- Passage provided -
After years of prognostication, we finally have the bi-partisan Senate draft for an Immigration Reform bill… as proposed by the Gang of 8. Interesting that it’s called the Border Security, Economic Opportunity, and Immigration Modernization Act of 2013… likely at the insistence of Republican members.
But hey, whatever works. This bill actually seems a credible way to tackle the problem. And as long as it does that, I doubt Democrats will care what the name is. So here are the basics of how it would work…
1) Getting documents for the Undocumented. Under the proposal, undocumented persons will be able to receive an immediate, but limited legal status called RPI– Registered Provisional Immigrant Status– once they pass a criminal background check, submit proof that they were in the United States prior to December 31st 2011, and pay a $500 fine. RPI status can even be extended to persons that have been deported previously if they can demonstrate a relationship need to someone still in the country… mother or caretaker for a young child that is a citizen or DREAMer for example. This is a huge deal, because RPI status ends the threat of deportation for people that have otherwise obeyed US laws, and allows some people to come back and be reunited with their families. Persons in RPI status also have the ability to enter and exit the United States as though they were a citizen.
2) Border stuff . In order to make the bill more “attractive” to Republican lawmakers, the bill has some creative new language saying that the border must be “90 percent secure” by the Department of Homeland Security. If for some reason DHS cannot secure the border to 90 percent (how that measurement is determined is still beyond unclear), then an independent board has to offer stricter measures to reach that goal. Once someone is documented as an RPI, they will not be allowed to enter citizenship procedures until the border is deemed “secure”. This is the part of the bill that is kind of weird and a bit worrisome, but hopefully lawmakers can re-visit this once the main legislation is passed.

- Stated task 1 -
Output as a JSON list of strings, one string per line, the lines of the records that start with the line containing "If you could mark the sky" and go on through the line containing "<point>85,84</point>". Leave out blank lines.

- Stored records -

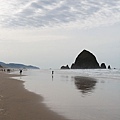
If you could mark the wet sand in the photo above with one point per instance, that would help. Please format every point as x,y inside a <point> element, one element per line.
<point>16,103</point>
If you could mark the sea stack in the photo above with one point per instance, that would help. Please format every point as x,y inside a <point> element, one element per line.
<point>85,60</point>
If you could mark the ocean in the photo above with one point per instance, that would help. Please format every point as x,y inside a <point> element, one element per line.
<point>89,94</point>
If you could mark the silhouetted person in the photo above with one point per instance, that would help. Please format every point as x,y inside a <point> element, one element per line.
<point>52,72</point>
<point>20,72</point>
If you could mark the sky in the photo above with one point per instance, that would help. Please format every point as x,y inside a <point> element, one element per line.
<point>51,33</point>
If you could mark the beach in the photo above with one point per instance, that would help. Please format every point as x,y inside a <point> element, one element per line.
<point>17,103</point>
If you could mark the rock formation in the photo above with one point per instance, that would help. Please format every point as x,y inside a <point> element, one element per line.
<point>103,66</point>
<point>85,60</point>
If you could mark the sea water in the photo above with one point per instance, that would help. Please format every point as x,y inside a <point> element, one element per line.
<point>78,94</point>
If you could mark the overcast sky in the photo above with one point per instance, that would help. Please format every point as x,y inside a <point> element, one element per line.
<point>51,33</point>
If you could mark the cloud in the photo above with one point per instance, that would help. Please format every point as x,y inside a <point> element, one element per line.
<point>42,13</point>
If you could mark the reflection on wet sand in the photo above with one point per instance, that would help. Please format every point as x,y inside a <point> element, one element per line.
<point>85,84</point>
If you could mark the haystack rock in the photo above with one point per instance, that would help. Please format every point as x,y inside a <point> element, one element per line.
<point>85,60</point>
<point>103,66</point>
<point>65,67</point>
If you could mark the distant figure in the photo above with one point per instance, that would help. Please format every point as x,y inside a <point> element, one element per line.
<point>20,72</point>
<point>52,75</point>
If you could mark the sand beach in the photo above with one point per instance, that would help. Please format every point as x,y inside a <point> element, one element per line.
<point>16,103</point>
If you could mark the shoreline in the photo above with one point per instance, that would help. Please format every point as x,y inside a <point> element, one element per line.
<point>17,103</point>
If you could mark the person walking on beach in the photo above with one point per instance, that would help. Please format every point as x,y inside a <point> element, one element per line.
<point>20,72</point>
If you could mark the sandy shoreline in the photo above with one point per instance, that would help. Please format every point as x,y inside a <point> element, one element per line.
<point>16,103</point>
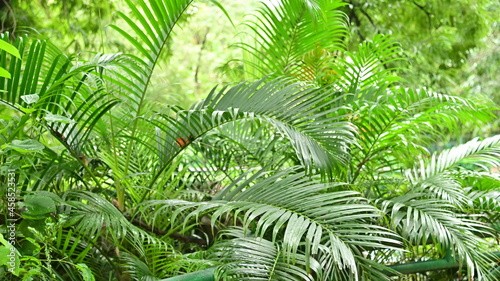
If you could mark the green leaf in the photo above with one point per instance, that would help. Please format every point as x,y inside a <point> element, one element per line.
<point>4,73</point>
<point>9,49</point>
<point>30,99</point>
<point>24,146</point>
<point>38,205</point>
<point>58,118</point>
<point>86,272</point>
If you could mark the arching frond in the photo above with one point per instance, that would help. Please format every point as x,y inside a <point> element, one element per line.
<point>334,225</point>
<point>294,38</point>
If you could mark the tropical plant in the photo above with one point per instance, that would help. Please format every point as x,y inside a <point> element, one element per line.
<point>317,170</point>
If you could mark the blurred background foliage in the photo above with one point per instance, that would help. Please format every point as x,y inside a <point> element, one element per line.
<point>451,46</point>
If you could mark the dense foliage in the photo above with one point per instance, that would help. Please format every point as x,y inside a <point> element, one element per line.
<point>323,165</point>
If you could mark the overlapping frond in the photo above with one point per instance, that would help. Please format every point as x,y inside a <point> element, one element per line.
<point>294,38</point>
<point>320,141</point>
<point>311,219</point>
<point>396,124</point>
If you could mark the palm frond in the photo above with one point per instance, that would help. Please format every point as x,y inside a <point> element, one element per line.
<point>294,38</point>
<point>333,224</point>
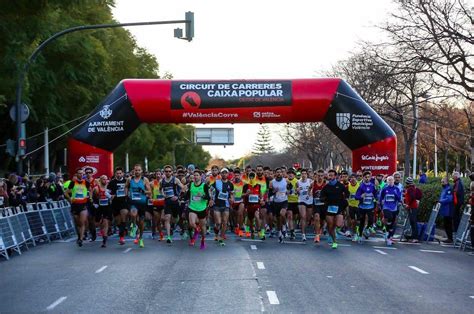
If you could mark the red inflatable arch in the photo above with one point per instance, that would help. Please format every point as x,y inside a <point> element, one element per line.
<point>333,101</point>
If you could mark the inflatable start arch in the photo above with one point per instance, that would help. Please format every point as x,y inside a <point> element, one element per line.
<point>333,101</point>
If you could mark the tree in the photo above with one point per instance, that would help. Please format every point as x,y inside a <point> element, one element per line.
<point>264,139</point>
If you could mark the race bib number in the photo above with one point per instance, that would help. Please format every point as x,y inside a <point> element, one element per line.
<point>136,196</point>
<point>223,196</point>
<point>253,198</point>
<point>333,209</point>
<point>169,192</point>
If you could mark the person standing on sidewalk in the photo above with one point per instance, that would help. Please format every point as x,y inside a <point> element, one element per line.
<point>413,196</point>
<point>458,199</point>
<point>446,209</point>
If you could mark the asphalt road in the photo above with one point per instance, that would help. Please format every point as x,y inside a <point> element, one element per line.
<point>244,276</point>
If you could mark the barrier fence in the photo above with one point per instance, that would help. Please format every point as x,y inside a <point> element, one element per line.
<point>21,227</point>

- Stated task 2 -
Answer these questions using the passage on the immigration reform bill, marking each answer to match its question.
(a) What is the full name of the Senate draft bill?
(b) How much is the fine an undocumented person must pay to receive RPI status?
(c) To what percentage must the border be secured?

- Written answer 1 -
[
  "If you could mark the sky in the photo above with one point per instance, that would help. Please format every point as x,y inside a <point> element, one element per line.",
  "<point>51,33</point>",
  "If you could mark the beach in the photo above with one point per instance, that would help. Please format every point as x,y inside a <point> element, one element per line.",
  "<point>17,103</point>",
  "If you could mark the rock formation in the photo above with one point per instance, that would help. Please format every point as x,y inside a <point> element, one element per line.",
  "<point>103,66</point>",
  "<point>85,60</point>",
  "If you could mark the sea water in the photo above with one point per instance, that would help. Please format every point as x,y inside a <point> element, one element per line.",
  "<point>78,94</point>",
  "If you could mark the overcast sky in the photo above with one point per instance, that would help. Please format every point as x,y inside a <point> element, one element per line.",
  "<point>51,33</point>",
  "If you could mark the cloud in the photo above with one point per instance, that would help. Please format every point as x,y inside a <point> element, one element per line.",
  "<point>42,13</point>",
  "If you could mark the reflection on wet sand in the photo above with one point per instance, that would help. Please format every point as x,y inside a <point> element, one element per line.",
  "<point>85,84</point>"
]

- Written answer 2 -
(a) The Border Security, Economic Opportunity, and Immigration Modernization Act of 2013
(b) $500
(c) 90 percent